Короткое задание A »
Верны ли по тексту о Татьяне Лесковой утверждения (i) «Татьяна Лескова живет в Бразилии более 70 лет», (ii) «Никита Лобанов-Ростовский прервал ради встречи отдых на Корсике» и (iii) «На момент встречи балерине было 97 лет»? Для каждого ответьте «да» или «нет» и дословно процитируйте решающие слова текста.
Короткое задание B »
Перепишите дословно фрагмент текста о Татьяне Лесковой, начиная со слов «Узнав, что Татьяна» и далее вплоть до слов «балета за рубежом.».

Беседу вела Оксана Карнович


Татьяна Лескова с Рудольфом Нуреевым

Татьяна Юрьевна Лескова, выдающаяся балерина и педагог, специалист по восстановлению балетов Михаила Фокина и Леонида Мясина в разных странах мира, правнучка великого писателя Николая Семеновича Лескова, уже более 70 лет живет в Бразилии, оставшись в далекой южноамериканской стране после гастролей труппы «Оригинальный русский балет».

Узнав, что Татьяна Юрьевна собирается прилететь из Рио-де-Жанейро в Париж, чтобы посетить город своего детства и юности, я вылетела на встречу с легендарной женщиной, последней балериной «Орижиналь балле рюс».

Князь Никита Дмитриевич Лобанов-Ростовский, потомок Рюрика в 33 поколении, меценат, коллекционер театральной живописи художников дягилевской антрепризы, прервал свой отдых на Сардинии, чтобы поговорить с Татьяной Юрьевной об общих знакомых и погрузиться в воспоминания о славных годах русского балета за рубежом.

Наша встреча состоялась 20 сентября 2019 года на Rue Barbet de Jouy, где Татьяна Юрьевна остановилась у своего родственника, графа Сергея де Палена, долгие годы занимавшего должность вице-президента итальянского концерна FIAT. В парадной, украшенной репликой скульптуры Полины Боргесе и работой Антонио Канова, нас встретила элегантная и женственная 97-летняя балерина.

Мы вызвали такси и поехали в ресторан Le Dome на Монпарнасе. Там началась наша беседа, которая была продолжена на следующий день во время обеда с Татьяной Юрьевной и ее секретарем и помощницей Терезой.

Извлеченные данные »
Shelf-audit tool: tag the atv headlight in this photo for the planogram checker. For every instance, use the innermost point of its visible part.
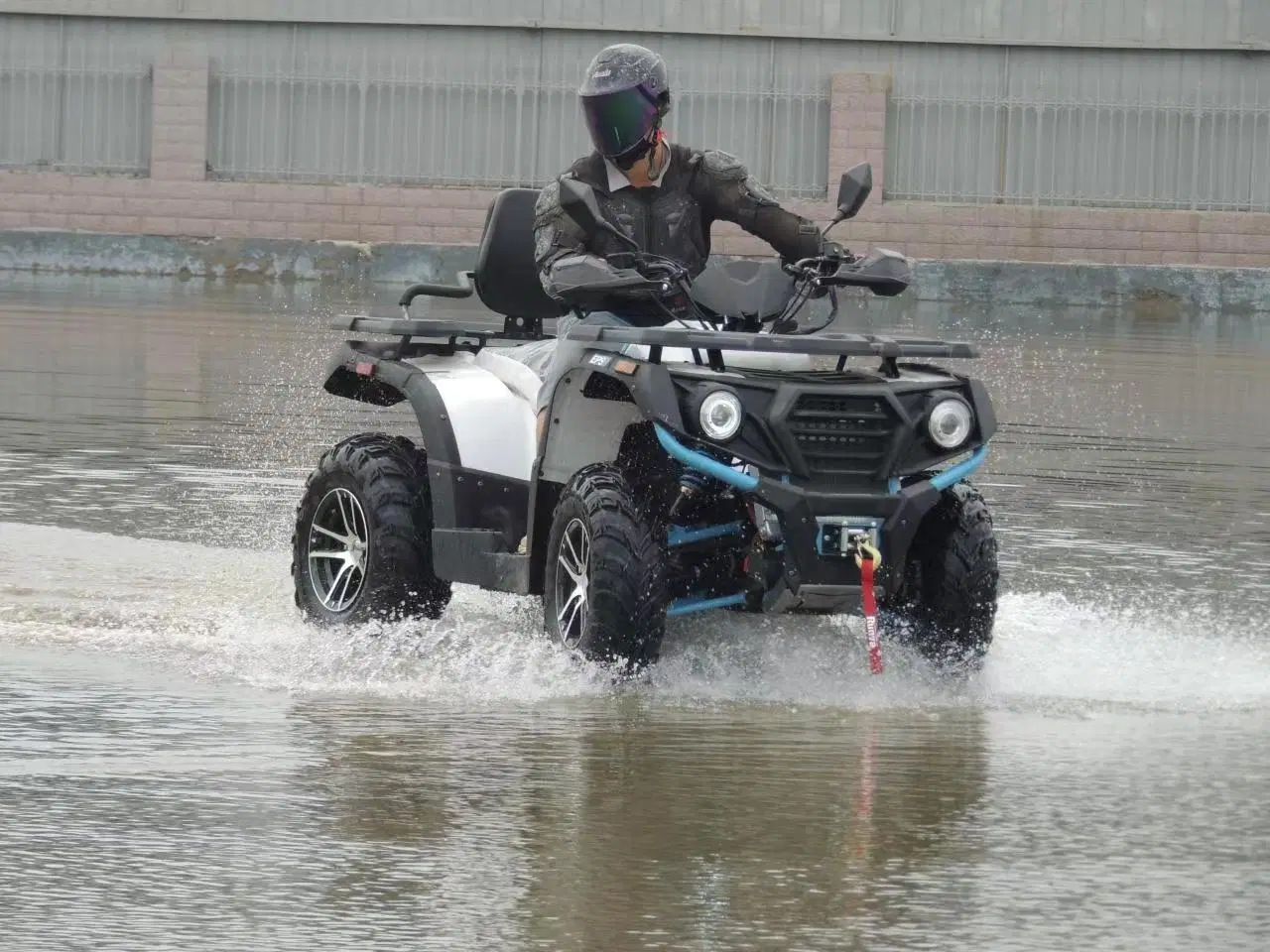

* * *

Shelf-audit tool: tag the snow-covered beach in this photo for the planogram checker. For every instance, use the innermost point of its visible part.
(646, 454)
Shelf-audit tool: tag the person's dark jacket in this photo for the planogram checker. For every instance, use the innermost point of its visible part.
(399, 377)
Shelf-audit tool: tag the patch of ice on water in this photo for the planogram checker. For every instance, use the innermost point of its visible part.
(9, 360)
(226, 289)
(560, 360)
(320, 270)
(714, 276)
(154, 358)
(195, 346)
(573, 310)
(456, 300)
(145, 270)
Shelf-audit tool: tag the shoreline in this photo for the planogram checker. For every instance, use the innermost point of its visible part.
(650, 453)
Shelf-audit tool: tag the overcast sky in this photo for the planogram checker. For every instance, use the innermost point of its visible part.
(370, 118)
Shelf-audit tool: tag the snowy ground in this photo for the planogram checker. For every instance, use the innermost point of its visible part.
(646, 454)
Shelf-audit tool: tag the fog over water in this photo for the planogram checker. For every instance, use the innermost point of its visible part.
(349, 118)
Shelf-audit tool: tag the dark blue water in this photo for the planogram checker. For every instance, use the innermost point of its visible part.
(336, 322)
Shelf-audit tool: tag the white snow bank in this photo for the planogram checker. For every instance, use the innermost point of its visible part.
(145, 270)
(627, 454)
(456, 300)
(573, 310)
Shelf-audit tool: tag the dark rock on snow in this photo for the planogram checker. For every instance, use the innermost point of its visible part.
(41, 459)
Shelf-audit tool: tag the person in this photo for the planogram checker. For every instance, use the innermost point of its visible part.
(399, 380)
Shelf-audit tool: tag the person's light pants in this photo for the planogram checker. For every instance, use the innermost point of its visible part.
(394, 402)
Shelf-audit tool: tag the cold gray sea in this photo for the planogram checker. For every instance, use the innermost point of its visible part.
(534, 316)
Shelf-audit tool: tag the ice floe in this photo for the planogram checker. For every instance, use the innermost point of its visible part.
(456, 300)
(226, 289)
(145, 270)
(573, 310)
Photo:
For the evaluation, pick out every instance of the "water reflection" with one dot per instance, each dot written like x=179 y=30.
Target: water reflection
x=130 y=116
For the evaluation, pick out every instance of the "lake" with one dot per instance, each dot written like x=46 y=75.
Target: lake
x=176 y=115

--

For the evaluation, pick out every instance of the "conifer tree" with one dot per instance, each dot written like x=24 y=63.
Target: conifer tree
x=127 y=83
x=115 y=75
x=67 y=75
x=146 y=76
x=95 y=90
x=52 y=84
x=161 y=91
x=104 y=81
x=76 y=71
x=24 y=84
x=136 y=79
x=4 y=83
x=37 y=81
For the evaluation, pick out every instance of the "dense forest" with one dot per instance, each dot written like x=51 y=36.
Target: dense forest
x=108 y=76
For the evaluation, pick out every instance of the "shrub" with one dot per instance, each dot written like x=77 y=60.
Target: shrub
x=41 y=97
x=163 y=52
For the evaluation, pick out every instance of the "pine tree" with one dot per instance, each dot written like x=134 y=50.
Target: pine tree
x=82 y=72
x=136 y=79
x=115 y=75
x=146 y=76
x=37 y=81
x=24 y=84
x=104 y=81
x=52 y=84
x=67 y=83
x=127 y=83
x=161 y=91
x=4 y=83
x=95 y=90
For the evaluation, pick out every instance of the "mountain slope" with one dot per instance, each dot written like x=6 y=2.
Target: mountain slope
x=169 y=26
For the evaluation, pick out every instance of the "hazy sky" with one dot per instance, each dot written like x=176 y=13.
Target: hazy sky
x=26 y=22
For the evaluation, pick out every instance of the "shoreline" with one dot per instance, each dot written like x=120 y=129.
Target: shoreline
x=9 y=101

Ожидаемый ответ A »
(i) Да: «уже более 70 лет живет в Бразилии».
(ii) Нет: «прервал свой отдых на Сардинии».
(iii) Да: «97-летняя балерина».

Ожидаемый ответ B »
Узнав, что Татьяна Юрьевна собирается прилететь из Рио-де-Жанейро в Париж, чтобы посетить город своего детства и юности, я вылетела на встречу с легендарной женщиной, последней балериной «Орижиналь балле рюс».

Князь Никита Дмитриевич Лобанов-Ростовский, потомок Рюрика в 33 поколении, меценат, коллекционер театральной живописи художников дягилевской антрепризы, прервал свой отдых на Сардинии, чтобы поговорить с Татьяной Юрьевной об общих знакомых и погрузиться в воспоминания о славных годах русского балета за рубежом.